== Given request ==
State how many of the lines below contain the string "sample". Give only the number.

(Labeled-object pointing entries)
____

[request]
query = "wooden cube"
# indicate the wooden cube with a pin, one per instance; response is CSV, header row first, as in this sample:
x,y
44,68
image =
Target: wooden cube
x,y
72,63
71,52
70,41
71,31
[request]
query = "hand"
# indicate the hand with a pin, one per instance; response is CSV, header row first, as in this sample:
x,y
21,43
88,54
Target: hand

____

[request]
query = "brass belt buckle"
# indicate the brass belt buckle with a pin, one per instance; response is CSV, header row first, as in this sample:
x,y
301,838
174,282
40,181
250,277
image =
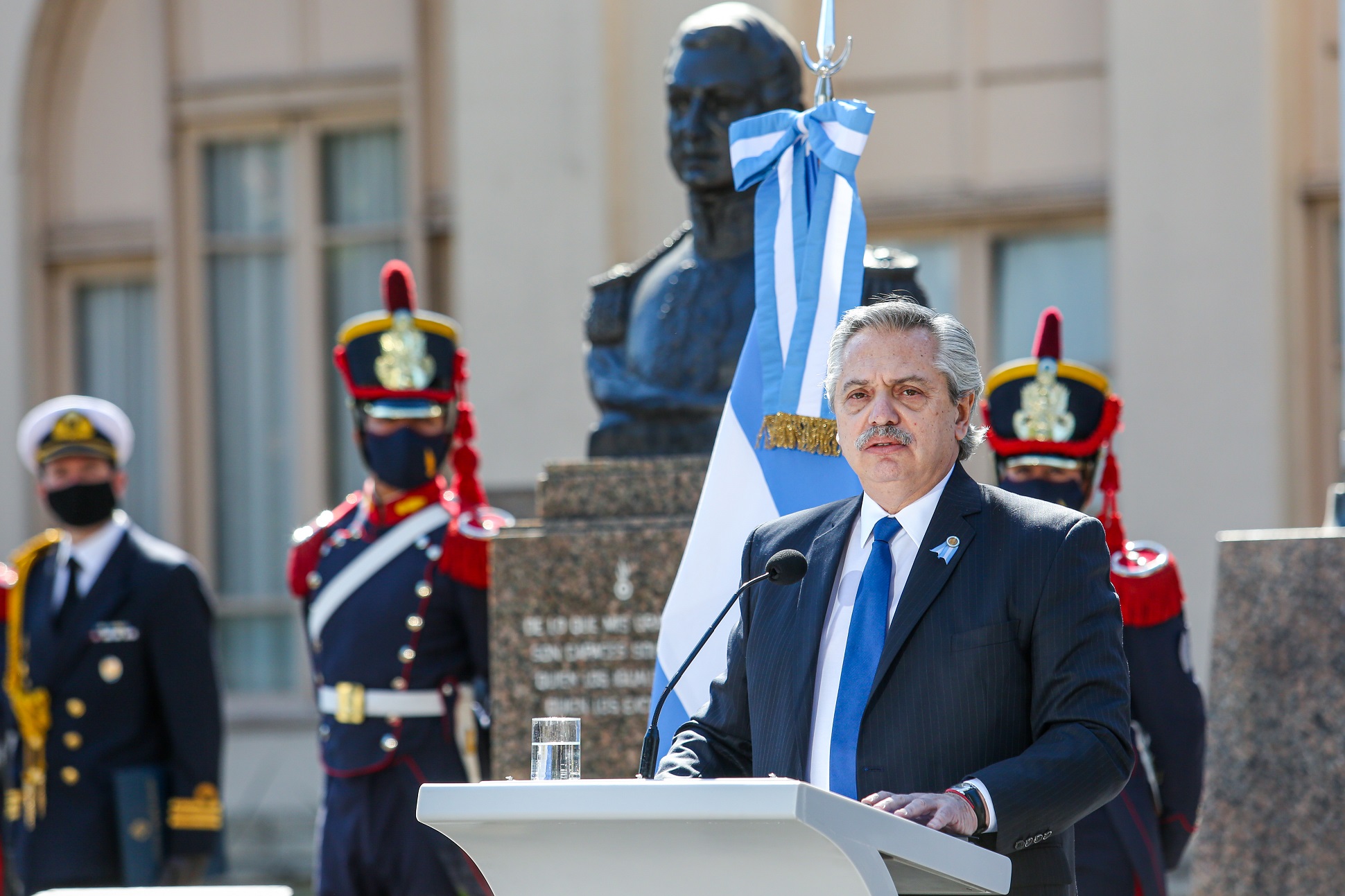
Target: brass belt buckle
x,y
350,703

____

== Worked solution ==
3